* GOALS:
- 1) Please check each statement below against the text on grief and divorce, answering yes or no and quoting the deciding words. (a) The speaker who works with families mostly supports the divorcing adults directly. (b) The quote from Dr Julia Samuel calls grief an emotional response to an event. (c) The client's husband visited the house before telling her it was hers.
- 2) Write what comes next in the text on grief and divorce, picking up after its final sentence.

* EXTRACTED TEXT:
-- start --
I like that quote, that I found somebody online called, Dr Julia Samuel and in fact I will refer to her once more before the end but she said, “grief” and we’re looking at grief here loss, “is an emotional response to an event.” So something unthinkable, unexpected happens, and we have an emotional response. Well that’s normal isn’t it. But somehow, we’re very harsh on ourselves, thinking why can’t I resolve this. Well there’s plenty of reason why we can’t resolve this. So I like that very much.

Can you talk a little bit more about the grief we experience when going through a divorce?

Yeah, can I just tap on that part where you’re talking about grief, because one thing that I find that when, when I work with, because my work is very much with children, parents, who are going through divorce to do with their children. Not so much with them as the adults, but to help them, uh, navigate their children’s feelings, emotions, and so forth.

And one of the things that I have found when I, when I do my assessment with the parents, is, understanding how easy it, it is to not really understand that going through a divorce is not just grieving for, the loss of the marriage, but there’s so much more that you’re grieving for. Can we talk a little bit about the grief?

Absolutely. Um, we grieve not only, about as you said the end of a relationship, but first, first of all, there are a lot of people affected, and you mentioned children, also elderly parents, also friends and family so all this, is extremely difficult and some times for example, being humiliated out of a relationship, if this been an affair or if everybody knew before, you did, it’s really, really difficult to handle.

I remember a client saying to me years ago, “I’ve lost my past and I have lost my future.” And that sentence stayed with me because obviously she thought she had been married for over 30 years, they had children, so she felt that, that all, all that was tainted. But also she was looking forward to a happy retirement with her husband, who incidentally had asked her to go and buy a house, never visited it, and then said “by the way this is your house now, and I’m going there.” So she said I’ve lost my future. That is terrible.
-- end --
* MATERIAL:
-- start --
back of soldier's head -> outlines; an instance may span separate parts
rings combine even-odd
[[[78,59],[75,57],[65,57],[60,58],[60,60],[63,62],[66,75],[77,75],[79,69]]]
-- end --
* ANSWERS TO EACH TASK:
- 1)
(a) No: "Not so much with them as the adults, but to help them, uh, navigate their children’s feelings, emotions, and so forth."
(b) Yes: "is an emotional response to an event."
(c) No: "never visited it"

- 2)
How do you help a client who feels like they have lost their past and their future cope with divorce?

Yeah, and I’m just thinking just that what you said about “I have lost my past and I’ve lost my future.” Can I just ask how you then helped this client because, I’m sure there are people who are going to be listening to this who are just like, absolutely, especially when they’re in the beginning, of the divorce process or they’re really into it. What would you say to them, if they think “I’ve lost my past and I’ve lost my future.” What would you say?

First of all it’s important that they feel hurt, it is true. Because I mean they’re going to feel that, their partner is bulldozing them into making decisions, there is a legal process taking place, they’re completely losing control, so I think the first thing I want them to know, is that their fear, is valid. They need to be heard, it is true, they have lost the future as they had dreamt it.

But of course, once they work through all this, they will discover another future, often a better one by the way, but it is at that point, they don’t see it, at all, and yes it’s true that they, for example this woman at from the lovely cottage in the country, thinking it would be happily ever after, except she found herself on her own in the beautiful cottage.

So yes, the future has been to stolen from her, but then I work at first of all, helping them through the worst of it because they are at a terrible time, in fact I remember that client, cried so much that I was running out of tissues! I had a box, and she was using them all, um, and then, it’s important but equally they can’t stay there. You can’t forever think, “oh my God somebody has stolen my future.” That cannot be.

So, very quickly you have to think of, extracting yourself from this. So first of all it’s the survival, and then starting to think, and later on when you work through, and often the relationship was not that good actually when you think about it, there were things which were not brilliant, you work through and start thinking of another future. Yeah, yeah.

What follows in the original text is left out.